练习题目 »
能否修改下面全部材料，把“photograph”一律换成“image”，其余内容保持不变，并在答案中略去图片？

..............................

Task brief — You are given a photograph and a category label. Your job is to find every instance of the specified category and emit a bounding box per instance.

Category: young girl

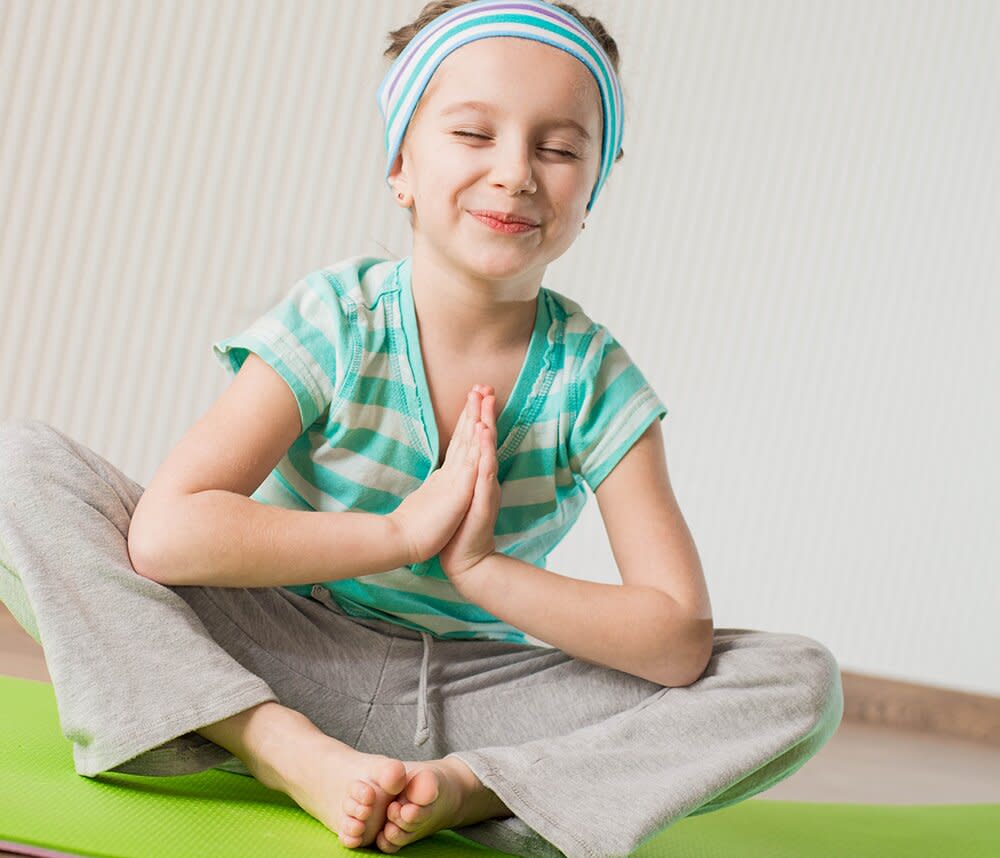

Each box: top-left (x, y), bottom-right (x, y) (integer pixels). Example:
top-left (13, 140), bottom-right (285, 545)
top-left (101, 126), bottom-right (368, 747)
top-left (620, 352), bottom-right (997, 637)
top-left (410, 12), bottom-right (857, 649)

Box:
top-left (0, 0), bottom-right (843, 856)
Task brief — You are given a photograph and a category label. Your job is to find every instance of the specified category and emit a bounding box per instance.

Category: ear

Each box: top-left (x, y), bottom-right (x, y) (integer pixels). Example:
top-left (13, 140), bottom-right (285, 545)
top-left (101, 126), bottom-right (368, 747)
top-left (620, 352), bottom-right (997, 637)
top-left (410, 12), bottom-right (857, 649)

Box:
top-left (389, 146), bottom-right (410, 200)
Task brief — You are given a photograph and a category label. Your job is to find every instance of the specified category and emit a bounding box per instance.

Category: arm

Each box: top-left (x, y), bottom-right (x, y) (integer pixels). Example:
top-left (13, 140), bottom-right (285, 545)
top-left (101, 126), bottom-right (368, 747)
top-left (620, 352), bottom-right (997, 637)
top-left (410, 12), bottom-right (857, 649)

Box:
top-left (462, 553), bottom-right (712, 686)
top-left (129, 489), bottom-right (408, 587)
top-left (128, 354), bottom-right (408, 587)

..............................

练习结果 »
Task brief — You are given a image and a category label. Your job is to find every instance of the specified category and emit a bounding box per instance.

Category: young girl


Each box: top-left (x, y), bottom-right (x, y) (integer pixels). Example:
top-left (13, 140), bottom-right (285, 545)
top-left (101, 126), bottom-right (368, 747)
top-left (620, 352), bottom-right (997, 637)
top-left (410, 12), bottom-right (857, 649)

Box:
top-left (0, 0), bottom-right (843, 856)
Task brief — You are given a image and a category label. Your job is to find every instance of the specified category and emit a bounding box per instance.

Category: ear

Each box: top-left (x, y), bottom-right (x, y) (integer pixels). Example:
top-left (13, 140), bottom-right (285, 545)
top-left (101, 126), bottom-right (368, 747)
top-left (620, 352), bottom-right (997, 637)
top-left (410, 12), bottom-right (857, 649)

Box:
top-left (389, 146), bottom-right (410, 200)
Task brief — You are given a image and a category label. Your job is to find every instance of the specified category and emit a bounding box per instance.

Category: arm

Each box: top-left (x, y), bottom-right (x, y) (integer pixels). Example:
top-left (13, 140), bottom-right (285, 545)
top-left (101, 126), bottom-right (368, 747)
top-left (620, 352), bottom-right (997, 637)
top-left (410, 12), bottom-right (857, 649)

Box:
top-left (462, 553), bottom-right (712, 686)
top-left (129, 489), bottom-right (408, 587)
top-left (128, 354), bottom-right (408, 587)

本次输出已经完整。